▶ **The request**:
Give the data again, word for word.

▶ **Records supplied**:

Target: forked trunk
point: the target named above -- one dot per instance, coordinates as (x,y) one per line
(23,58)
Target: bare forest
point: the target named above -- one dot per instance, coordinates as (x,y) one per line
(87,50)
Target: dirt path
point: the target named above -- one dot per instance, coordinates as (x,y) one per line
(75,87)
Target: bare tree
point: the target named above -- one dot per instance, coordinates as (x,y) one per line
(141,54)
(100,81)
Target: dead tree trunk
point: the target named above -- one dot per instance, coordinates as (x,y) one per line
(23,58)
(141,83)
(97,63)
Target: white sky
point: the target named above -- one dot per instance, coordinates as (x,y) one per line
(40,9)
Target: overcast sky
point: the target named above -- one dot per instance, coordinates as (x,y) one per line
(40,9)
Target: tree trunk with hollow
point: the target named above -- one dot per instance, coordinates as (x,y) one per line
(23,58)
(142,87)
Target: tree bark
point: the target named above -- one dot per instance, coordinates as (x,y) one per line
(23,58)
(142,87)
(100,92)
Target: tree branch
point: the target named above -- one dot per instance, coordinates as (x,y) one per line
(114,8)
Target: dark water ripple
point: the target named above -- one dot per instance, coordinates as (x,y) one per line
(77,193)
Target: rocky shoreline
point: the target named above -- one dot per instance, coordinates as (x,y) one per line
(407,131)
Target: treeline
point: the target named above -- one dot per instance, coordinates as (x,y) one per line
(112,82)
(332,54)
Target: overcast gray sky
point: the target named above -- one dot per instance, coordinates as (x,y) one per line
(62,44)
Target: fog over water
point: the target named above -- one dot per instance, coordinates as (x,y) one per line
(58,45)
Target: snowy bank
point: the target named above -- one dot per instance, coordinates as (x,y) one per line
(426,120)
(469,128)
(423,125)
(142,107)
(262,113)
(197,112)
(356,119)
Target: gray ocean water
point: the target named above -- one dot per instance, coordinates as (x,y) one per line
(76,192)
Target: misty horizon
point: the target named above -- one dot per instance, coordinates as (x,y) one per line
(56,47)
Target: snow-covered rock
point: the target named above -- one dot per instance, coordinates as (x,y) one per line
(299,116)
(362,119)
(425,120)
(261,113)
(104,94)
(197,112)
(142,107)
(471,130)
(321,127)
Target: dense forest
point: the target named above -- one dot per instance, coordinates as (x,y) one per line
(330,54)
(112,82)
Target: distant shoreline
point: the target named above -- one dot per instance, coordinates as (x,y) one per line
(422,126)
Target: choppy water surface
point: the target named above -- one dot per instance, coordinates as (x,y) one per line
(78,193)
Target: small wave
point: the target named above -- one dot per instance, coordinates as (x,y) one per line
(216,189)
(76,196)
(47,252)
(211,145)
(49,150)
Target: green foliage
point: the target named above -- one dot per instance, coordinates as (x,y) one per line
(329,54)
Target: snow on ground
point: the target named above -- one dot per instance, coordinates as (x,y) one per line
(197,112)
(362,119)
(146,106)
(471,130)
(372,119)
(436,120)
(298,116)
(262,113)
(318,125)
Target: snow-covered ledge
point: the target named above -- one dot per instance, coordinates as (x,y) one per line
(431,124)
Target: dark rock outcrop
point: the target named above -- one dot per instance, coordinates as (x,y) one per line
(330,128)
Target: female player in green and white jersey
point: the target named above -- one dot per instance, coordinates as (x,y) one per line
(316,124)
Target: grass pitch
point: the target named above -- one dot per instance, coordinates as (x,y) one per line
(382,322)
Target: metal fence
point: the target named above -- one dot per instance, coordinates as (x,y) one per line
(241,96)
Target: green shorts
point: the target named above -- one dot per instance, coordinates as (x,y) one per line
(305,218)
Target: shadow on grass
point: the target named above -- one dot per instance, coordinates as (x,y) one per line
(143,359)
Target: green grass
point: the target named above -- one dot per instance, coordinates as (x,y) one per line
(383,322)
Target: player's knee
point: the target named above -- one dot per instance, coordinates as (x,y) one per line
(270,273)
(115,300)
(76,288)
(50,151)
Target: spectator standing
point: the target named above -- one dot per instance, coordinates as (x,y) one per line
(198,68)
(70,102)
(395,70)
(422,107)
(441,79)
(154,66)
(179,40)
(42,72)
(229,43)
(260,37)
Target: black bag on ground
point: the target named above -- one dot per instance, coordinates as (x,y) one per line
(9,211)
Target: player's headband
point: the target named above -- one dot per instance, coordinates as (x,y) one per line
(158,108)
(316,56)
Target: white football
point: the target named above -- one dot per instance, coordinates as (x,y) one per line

▶ **Output for this task**:
Target: forked trunk
point: the target named above -- one dot per instance, coordinates as (x,y) one per line
(23,58)
Target: bare forest
point: the target named above -- one dot per instance, coordinates as (x,y) one per line
(87,50)
Target: dirt path
point: the target named above -- one dot per instance, coordinates as (x,y) one per line
(75,87)
Target: bare tree
point: the target named above -- one dot per instance, coordinates as (x,y) one per line
(141,54)
(100,81)
Target: dead tree trunk
point: the target named above -- one dot per instance, coordinates as (x,y) one per line
(23,58)
(141,83)
(97,63)
Target: white sky
point: the target named above -- one dot per instance, coordinates as (x,y) one per line
(40,9)
Target: overcast sky
point: the target named above -- one dot per instance, coordinates as (x,y) one per line
(40,9)
Target: tree trunk with hollow
point: the target named above -- one dot per instance, coordinates as (x,y) one per line
(23,58)
(142,87)
Target: tree bark
point: the target named above -- one dot per instance, coordinates as (x,y) one per line
(23,58)
(142,87)
(100,92)
Target: tree branch
point: the target named above -- one dot per instance, coordinates as (x,y) one per line
(114,8)
Target: dark water ripple
point: the target named above -- one dot per instance, coordinates as (x,y) one per line
(77,193)
Target: rocky shoreline
point: the target named above -- one dot per instance, coordinates as (x,y) one per line
(407,131)
Target: treeline
point: the target named above -- one dot per instance, coordinates as (x,y) one per line
(112,82)
(332,54)
Target: overcast gray sky
point: the target named above -- one dot per instance, coordinates as (x,y) one per line
(62,44)
Target: fog over water
point: the target named above -- one dot per instance, coordinates as (x,y) one per line
(58,45)
Target: snowy bank
point: the target named above -- one dot per instance, coordinates as (x,y) one per line
(426,120)
(469,128)
(423,125)
(142,107)
(262,113)
(197,112)
(356,119)
Target: gray ocean water
point: the target named above -- one dot per instance, coordinates as (x,y) one per line
(76,192)
Target: misty horizon
point: the target named above -- one dot per instance, coordinates as (x,y) one per line
(56,47)
Target: snow-covered rock
point: the target named above -- one dot per instance, coordinates as (x,y) one per line
(299,116)
(362,119)
(425,120)
(261,113)
(104,94)
(197,112)
(142,107)
(471,130)
(321,127)
Target: dense forest
point: the target named above -- one dot per instance, coordinates as (x,y) one per line
(330,54)
(112,82)
Target: distant shoreline
point: the target named above -- one dot per instance, coordinates as (x,y) one per line
(422,126)
Target: choppy water surface
point: the target named above -- one dot per instance, coordinates as (x,y) one per line
(78,193)
Target: small wave
point: the target named above -- one dot per instance, coordinates as (x,y) one per line
(216,189)
(76,196)
(47,252)
(211,145)
(49,150)
Target: green foliage
point: the target named above -- one dot per instance, coordinates as (x,y) one per line
(329,54)
Target: snow on ground
point: the target named above -- one dot per instance, coordinates as (x,y) one per line
(197,112)
(362,119)
(146,106)
(471,130)
(372,119)
(436,120)
(298,116)
(262,113)
(318,125)
Target: snow-covered ledge
point: the target named above -- one dot per instance, coordinates as (x,y) one per line
(431,124)
Target: dark rock outcrop
point: the target named above -- one dot per instance, coordinates as (x,y) one per line
(330,128)
Target: female player in green and white jersey
point: the target named above -- one dot per instance, coordinates as (x,y) one per line
(316,124)
Target: grass pitch
point: the target named above -- one dot per instance, coordinates as (x,y) one per line
(382,322)
Target: metal fence
point: the target named above -- one dot per instance, coordinates as (x,y) one per line
(241,96)
Target: green shorts
point: the target named above -- one dot per instance, coordinates as (x,y) one per line
(305,218)
Target: shadow on grass
point: the target named above -- one dot per instance, coordinates as (x,y) one per line
(143,359)
Target: green grass
point: the target named above -- one dot per instance, coordinates as (x,y) one per line
(383,322)
Target: player's knee
point: the target named above -- one dot per instance, coordinates as (x,y) one per line
(270,273)
(115,300)
(76,288)
(50,151)
Target: spectator standing
point: the target named above -- one dot per instance, coordinates as (x,y) one per line
(198,68)
(70,102)
(395,70)
(422,107)
(441,79)
(154,66)
(179,40)
(42,72)
(229,43)
(260,37)
Target: black bag on ground
point: the target named above -- one dot per instance, coordinates as (x,y) one per line
(9,211)
Target: player's headband
point: the target named above -- one dot per instance, coordinates as (x,y) one per line
(158,108)
(316,56)
Target: white football
point: the target named above -- one dot per instance, coordinates as (x,y) one per line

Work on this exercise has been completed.